The plant samples were collected from the northern part of Iran in Alborz province at an altitude of 1400 meters above the sea level. The plants were identified at Herbarium of Imam Khomeini Higher Education Center (IHEC) and the vouchers specimens were kept at the Medicinal plants Department of IHEC. The plants were then placed in boiled alcohol for 5 minutes and dried under shade.

3.3. Extraction

The whole parts of each plant were distinctly powdered using mortar and pestle. The powdered plants were macerated in ethanol 80% for 3 times of 48 h. The alcoholic extracts of each plant were then concentrated by an evaporator system under reduced pressure and temperature below 40 ºC. The total extracts obtained from this step were further used for bioassay tests of brine shrimp.

3.4. Toxicity Bioassay Tests

Artemia salina (brine shrimp) eggs were hatched in artificial seawater. Artificial seawater was made by dissolving 38 g of salt in 1 liter of distilled water. After 48 h incubation (22 - 28ºC), the larvae (nauplii) were hatched from eggs and attracted to a light source in a conical flask. The larvae were separated from the eggs by pipette and collected in a beaker.

The brine shrimp lethality bioassay technique in accordance with Meyer’s method (21) was used for determination of toxicity of four plant extractives. First, the plant extracts (128 and 160 mg) were dissolved in 10 mL of dimethylsulfoxide (DMSO) and diluted with artificial seawater so that the consequence concentration of DMSO in the prepared stock solution did not exceed 0.05%. Then, DMSO solutions of the extracts were placed in 12-well microplates that contained 10 larvae of Artemia salina. The plant extracts (0.5 mL) were placed on each plate and made up to 5 mL with a brine solution. The final concentrations of the extracts through serial dilution were in the range of 40 to 800 μg/mL. A row in microplate was left as control experiment consisting of 5 mL of brine solution, DMSO, and 10 nauplii. All microplates were then incubated at temperature 24ºC for 24 h and 48 h periods under light conditions. Then, the microplates were examined for the number of dead larvae (nauplii) using a microscope that was set to a magnification of 100.

_Tasks to complete_
A. In the brine shrimp methods passage, translate into Spanish: "Artificial seawater was made by dissolving 38 g of salt in 1 liter of distilled water."
B. Carry on the brine shrimp methods passage from its last sentence.

_Excerpted data_
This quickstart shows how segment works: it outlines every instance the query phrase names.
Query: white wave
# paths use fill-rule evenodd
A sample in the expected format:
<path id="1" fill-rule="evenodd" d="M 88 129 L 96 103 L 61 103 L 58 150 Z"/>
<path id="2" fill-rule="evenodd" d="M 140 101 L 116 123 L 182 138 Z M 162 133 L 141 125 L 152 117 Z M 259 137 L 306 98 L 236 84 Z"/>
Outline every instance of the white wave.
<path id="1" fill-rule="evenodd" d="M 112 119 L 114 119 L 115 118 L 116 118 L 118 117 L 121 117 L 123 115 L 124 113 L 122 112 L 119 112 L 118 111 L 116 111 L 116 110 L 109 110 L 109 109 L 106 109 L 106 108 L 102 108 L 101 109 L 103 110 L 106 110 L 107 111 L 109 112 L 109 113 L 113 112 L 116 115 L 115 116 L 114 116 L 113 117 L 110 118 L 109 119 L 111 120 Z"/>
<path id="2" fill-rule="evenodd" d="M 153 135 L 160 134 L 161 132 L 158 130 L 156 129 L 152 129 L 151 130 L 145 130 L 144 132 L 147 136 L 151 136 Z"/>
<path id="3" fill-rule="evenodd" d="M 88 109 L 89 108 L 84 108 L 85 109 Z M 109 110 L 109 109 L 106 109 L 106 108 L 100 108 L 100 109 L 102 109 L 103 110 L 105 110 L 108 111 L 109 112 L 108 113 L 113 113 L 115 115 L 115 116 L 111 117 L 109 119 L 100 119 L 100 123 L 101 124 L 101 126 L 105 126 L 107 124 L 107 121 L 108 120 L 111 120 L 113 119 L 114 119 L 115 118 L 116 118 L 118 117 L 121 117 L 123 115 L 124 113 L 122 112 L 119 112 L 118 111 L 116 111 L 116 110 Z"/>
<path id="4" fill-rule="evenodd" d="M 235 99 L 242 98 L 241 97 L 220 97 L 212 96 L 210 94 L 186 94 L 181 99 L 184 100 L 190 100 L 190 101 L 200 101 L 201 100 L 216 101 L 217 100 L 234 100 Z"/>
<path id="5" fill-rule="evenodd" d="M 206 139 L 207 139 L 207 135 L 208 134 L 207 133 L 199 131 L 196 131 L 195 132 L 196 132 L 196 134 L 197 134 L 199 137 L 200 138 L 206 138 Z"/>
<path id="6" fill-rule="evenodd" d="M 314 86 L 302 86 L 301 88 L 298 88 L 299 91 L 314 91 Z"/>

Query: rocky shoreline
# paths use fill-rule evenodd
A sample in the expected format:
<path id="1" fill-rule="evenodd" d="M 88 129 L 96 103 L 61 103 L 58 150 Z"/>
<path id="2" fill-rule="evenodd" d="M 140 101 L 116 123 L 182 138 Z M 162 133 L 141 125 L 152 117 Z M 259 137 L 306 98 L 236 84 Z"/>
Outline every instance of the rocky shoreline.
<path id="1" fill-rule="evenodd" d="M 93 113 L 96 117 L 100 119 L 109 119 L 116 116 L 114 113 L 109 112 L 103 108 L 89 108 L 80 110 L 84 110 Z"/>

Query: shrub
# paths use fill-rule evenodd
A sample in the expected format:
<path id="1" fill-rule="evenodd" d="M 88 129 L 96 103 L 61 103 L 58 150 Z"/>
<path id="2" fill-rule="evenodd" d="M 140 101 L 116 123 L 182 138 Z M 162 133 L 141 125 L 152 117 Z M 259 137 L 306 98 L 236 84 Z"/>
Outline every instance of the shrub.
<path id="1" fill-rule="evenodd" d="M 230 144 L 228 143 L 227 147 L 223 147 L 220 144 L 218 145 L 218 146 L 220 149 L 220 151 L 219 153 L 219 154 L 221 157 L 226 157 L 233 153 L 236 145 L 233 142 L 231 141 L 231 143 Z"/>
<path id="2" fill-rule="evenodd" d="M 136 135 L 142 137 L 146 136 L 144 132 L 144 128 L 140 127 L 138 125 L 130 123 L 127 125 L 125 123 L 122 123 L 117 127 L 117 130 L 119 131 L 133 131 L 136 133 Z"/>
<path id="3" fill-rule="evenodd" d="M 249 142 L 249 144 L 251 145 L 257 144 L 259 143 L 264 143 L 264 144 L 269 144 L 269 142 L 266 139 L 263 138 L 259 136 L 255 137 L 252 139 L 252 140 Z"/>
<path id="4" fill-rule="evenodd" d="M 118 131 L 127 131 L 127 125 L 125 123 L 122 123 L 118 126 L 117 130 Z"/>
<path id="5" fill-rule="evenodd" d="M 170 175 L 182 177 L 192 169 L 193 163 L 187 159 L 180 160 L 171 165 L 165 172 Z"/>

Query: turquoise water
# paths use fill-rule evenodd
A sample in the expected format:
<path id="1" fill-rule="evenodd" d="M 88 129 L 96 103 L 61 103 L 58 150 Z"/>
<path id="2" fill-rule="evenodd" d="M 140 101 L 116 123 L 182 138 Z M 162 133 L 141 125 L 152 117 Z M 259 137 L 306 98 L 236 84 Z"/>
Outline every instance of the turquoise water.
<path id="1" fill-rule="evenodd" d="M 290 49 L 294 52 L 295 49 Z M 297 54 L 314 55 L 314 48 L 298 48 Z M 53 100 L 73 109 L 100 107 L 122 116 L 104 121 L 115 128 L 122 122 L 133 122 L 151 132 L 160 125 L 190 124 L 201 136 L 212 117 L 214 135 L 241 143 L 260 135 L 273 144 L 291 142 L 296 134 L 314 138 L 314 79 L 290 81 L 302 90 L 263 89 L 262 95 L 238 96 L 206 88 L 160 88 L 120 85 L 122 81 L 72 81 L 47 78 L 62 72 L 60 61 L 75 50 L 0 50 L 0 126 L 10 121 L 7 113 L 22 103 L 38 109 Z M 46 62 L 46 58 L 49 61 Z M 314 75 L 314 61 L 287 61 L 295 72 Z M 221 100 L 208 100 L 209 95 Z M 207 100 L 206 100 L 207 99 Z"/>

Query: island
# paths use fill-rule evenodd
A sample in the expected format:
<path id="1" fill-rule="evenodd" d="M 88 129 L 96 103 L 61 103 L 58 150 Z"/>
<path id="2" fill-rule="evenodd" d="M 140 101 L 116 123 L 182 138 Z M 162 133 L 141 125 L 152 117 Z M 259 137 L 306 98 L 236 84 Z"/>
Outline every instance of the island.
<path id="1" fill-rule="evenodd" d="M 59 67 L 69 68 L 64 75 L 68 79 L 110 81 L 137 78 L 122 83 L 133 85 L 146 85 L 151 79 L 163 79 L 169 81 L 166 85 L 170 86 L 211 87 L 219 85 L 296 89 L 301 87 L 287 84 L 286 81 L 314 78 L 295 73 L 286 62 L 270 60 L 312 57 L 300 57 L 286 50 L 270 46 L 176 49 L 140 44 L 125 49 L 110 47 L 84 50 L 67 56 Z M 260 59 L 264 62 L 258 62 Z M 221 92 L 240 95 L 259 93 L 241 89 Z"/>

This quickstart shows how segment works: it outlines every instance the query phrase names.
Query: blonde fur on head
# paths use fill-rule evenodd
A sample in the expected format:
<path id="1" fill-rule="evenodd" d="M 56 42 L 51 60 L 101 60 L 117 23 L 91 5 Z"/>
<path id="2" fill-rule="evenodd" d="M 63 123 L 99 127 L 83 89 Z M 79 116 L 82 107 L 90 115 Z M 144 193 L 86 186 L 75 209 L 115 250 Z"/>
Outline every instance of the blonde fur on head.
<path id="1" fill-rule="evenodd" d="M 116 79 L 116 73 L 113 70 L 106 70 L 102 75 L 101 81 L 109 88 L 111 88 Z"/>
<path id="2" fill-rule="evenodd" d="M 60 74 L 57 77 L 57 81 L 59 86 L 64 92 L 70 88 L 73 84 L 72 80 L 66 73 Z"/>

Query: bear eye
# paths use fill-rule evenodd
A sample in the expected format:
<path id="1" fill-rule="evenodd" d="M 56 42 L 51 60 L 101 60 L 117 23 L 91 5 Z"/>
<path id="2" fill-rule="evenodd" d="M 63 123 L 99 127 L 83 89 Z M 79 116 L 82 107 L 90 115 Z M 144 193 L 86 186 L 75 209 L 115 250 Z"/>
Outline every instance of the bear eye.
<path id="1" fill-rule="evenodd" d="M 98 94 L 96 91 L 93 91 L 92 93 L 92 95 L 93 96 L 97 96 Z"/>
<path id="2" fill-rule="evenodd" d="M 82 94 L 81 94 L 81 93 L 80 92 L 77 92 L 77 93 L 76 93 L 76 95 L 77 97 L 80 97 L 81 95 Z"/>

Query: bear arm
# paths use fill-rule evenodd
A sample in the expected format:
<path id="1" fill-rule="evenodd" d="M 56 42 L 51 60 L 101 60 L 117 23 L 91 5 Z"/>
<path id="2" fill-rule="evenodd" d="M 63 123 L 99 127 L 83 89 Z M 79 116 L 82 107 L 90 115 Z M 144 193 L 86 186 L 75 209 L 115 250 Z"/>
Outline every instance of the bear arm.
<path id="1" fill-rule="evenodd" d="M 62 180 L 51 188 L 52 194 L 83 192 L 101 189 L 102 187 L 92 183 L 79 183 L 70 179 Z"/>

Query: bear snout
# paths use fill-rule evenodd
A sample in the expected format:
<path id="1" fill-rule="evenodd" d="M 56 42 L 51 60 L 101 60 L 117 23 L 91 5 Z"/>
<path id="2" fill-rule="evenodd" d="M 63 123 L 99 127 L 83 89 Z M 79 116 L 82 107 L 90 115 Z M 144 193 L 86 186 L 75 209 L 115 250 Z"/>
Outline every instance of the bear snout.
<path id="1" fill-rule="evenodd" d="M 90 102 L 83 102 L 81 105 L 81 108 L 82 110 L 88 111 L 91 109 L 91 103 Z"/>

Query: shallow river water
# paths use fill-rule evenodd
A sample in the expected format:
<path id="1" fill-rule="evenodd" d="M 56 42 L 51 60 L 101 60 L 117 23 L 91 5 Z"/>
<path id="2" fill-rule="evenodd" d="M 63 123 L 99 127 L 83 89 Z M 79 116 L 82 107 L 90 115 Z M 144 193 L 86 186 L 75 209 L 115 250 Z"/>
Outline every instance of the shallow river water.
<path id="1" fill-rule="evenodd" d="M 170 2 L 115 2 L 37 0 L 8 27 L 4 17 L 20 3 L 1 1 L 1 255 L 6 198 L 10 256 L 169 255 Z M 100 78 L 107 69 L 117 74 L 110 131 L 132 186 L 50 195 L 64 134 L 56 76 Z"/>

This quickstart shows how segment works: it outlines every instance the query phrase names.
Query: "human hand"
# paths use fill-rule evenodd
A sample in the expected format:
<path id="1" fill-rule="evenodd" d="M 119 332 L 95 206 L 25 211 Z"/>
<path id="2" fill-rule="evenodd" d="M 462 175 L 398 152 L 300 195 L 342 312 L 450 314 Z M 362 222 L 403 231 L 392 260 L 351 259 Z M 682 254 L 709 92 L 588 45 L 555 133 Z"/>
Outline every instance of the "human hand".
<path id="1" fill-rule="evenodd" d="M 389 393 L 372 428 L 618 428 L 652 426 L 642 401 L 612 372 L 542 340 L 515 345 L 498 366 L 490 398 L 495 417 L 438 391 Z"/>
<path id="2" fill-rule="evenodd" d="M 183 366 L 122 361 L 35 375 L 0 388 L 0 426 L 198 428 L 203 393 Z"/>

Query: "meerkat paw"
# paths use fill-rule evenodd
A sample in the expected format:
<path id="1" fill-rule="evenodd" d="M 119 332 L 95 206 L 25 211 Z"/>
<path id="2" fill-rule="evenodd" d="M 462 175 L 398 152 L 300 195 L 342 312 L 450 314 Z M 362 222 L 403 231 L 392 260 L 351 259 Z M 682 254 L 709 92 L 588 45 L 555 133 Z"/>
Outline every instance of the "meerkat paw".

_Solved tasks_
A. El agua de mar artificial se preparó disolviendo 38 g de sal en 1 litro de agua destilada.

B.
The toxicity of each extract against brine shrimp was determined by taking an average of three experiments using probit analysis method (8, 21). Briefly, log concentration, total number, and the dead number of shrimps and accordingly their mortalities were calculated. Then, the corrected mortalities were obtained by using Abbott’s formula and finally, after probit transformation, the LC50 values of the extracts were calculated by regression methods. The LC50 values were again measured and confirmed by the Pharm/PCS software. Chi (X2) test was also used for showing any difference between observed and expected mortality.

3.5. Determination of Scavenging Activities of Four Extractives

Anti - free radical scavenging activities of the four extracts of CD, RS, SN, and CU were determined using free radical DPPH based on the methods that adopted for antioxidant activities of plant extracts (4, 7, 14). Briefly, different concentrations of each extract were added to a chemical reaction that was included with 0.1 mM of DPPH radical and the reduction of its absorbance was spectrophotometrically read at 517 nm.

3.6. Association between Cytotoxicity Properties and Free Radical Scavenging Activities in Four Plant Extracts

The correlation between cytotoxicity property and scavenging activity of four cruciferous plants was made by drawing a regression line resulted from inhibition percentage of DPPH free radicals in test tubes for each plant extract and the corresponding cytotoxicity obtained from the extracts against brine shrimp. The correlation coefficient (R2) and the line slope significance level were measured by InStat statistical software.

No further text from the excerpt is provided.